What the exercise asks: In the listing, some lines may hold the string "long"; report how many do, as a bare number.

Records to use:

[Start of Attachment]

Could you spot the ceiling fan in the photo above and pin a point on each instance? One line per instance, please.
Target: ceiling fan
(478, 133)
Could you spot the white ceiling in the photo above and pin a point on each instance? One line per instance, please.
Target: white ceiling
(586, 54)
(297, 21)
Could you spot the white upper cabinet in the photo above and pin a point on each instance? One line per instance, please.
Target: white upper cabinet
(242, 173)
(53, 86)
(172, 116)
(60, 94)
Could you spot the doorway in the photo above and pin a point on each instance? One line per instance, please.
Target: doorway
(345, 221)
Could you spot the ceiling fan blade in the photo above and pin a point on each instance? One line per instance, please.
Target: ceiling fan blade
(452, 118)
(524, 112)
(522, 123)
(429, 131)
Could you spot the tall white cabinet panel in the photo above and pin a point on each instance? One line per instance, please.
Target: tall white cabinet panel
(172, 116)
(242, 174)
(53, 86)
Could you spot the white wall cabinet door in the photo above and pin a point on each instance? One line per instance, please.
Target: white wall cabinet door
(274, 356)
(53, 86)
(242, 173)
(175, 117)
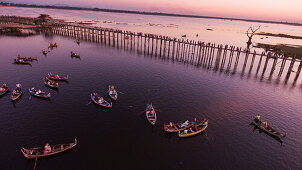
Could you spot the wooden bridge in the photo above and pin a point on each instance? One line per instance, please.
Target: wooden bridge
(200, 54)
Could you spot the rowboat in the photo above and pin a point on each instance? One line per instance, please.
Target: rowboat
(57, 77)
(112, 92)
(151, 114)
(40, 152)
(266, 128)
(72, 54)
(39, 93)
(3, 90)
(52, 45)
(28, 58)
(176, 127)
(20, 61)
(45, 51)
(194, 130)
(17, 93)
(97, 99)
(51, 83)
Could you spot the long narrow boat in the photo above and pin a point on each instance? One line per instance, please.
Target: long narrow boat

[End of Attachment]

Response to this task: 2